YOUR ASSIGNMENT.
Copy nothing but the lines below running from the line containing "Each instance of the green bush" through the line containing "Each instance of the fire", both end lines included.

RECORDED INFORMATION.
- Opening Delimiter -

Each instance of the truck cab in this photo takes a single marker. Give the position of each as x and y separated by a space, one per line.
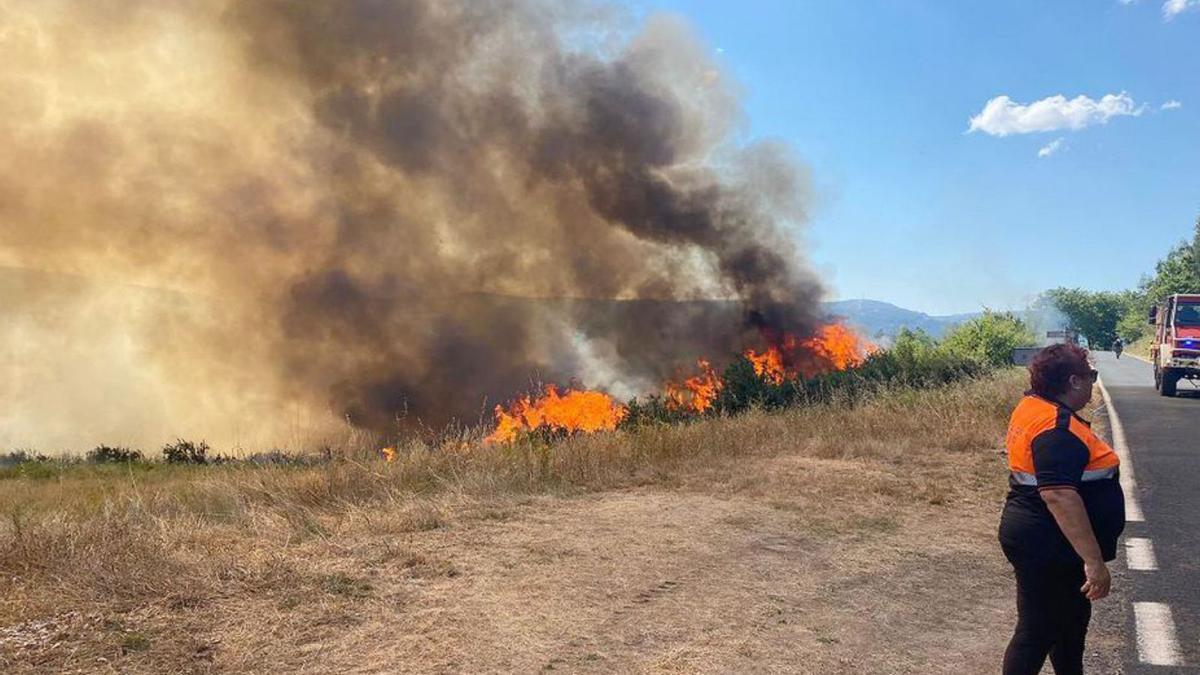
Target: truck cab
1176 348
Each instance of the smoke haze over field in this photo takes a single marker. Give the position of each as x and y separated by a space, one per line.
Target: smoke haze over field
234 220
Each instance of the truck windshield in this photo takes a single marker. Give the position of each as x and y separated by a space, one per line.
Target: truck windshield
1187 315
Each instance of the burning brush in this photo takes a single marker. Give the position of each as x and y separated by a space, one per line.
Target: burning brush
832 348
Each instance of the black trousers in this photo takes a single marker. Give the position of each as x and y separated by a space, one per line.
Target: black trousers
1051 617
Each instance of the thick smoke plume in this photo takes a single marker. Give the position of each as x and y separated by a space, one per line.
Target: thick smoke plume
241 219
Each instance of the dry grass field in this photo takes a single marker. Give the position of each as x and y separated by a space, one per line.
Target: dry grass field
821 539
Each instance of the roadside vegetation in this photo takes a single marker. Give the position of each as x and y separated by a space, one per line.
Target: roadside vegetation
768 523
1101 316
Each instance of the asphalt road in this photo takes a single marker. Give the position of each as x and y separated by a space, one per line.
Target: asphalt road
1163 437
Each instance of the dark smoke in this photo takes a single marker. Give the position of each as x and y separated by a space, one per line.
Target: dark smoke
397 208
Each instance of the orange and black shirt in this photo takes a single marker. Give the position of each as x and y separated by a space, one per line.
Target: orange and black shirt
1053 448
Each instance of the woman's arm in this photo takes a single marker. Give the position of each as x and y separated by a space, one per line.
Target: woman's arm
1069 513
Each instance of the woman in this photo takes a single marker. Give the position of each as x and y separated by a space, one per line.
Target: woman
1062 517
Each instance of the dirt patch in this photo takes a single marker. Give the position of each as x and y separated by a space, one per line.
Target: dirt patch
814 544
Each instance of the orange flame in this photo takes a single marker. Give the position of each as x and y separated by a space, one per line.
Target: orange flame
574 411
833 347
696 393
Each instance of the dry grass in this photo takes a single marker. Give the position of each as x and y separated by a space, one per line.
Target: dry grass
813 539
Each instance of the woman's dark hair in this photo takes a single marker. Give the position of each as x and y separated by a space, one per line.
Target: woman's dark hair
1053 366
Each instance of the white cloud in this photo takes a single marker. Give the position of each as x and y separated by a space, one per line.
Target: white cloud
1002 115
1051 148
1173 9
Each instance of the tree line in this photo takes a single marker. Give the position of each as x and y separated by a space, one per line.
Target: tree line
1101 316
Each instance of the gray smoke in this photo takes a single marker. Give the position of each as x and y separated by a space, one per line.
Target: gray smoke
372 209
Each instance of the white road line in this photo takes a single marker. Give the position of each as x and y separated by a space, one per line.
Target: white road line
1157 644
1128 484
1140 554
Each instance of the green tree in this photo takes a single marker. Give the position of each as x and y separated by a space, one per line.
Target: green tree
1093 314
989 339
1179 272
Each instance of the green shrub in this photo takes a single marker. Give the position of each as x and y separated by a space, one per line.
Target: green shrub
989 339
186 452
106 454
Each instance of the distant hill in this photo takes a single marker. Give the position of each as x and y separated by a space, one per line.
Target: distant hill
876 318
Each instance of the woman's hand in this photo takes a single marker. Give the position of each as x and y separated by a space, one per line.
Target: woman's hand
1098 583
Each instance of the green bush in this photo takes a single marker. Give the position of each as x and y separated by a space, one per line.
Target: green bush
989 339
106 454
186 452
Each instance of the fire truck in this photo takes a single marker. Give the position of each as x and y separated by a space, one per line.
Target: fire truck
1176 348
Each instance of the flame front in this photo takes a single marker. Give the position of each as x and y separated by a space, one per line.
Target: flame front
574 411
835 346
696 393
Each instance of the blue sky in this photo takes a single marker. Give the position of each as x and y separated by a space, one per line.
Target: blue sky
876 97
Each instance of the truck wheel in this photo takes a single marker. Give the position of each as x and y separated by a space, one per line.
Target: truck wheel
1169 381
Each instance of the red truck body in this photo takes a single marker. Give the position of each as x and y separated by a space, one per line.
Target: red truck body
1176 348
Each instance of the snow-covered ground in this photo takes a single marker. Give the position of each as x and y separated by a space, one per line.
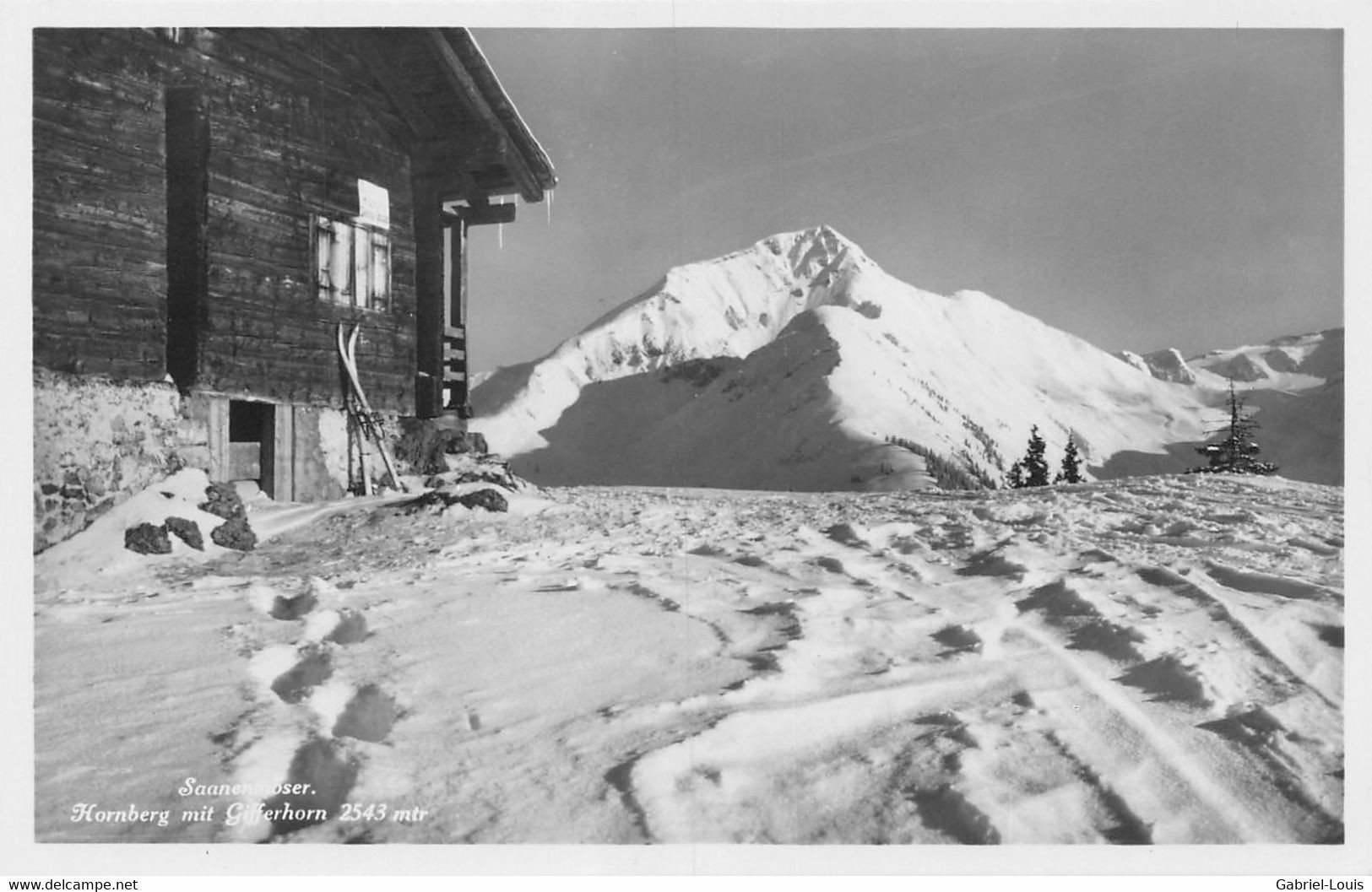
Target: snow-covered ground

- Closing Delimiter -

EXPECTED ANSWER.
Each instance of the green bush in this photo takes a single marker. Give the position of each as x and y separated by a space, one per line.
Target: green bush
989 339
106 454
186 452
Each instance of the fire truck in this photo takes a single marker. Give the position of each as x and y separated by a space, one per line.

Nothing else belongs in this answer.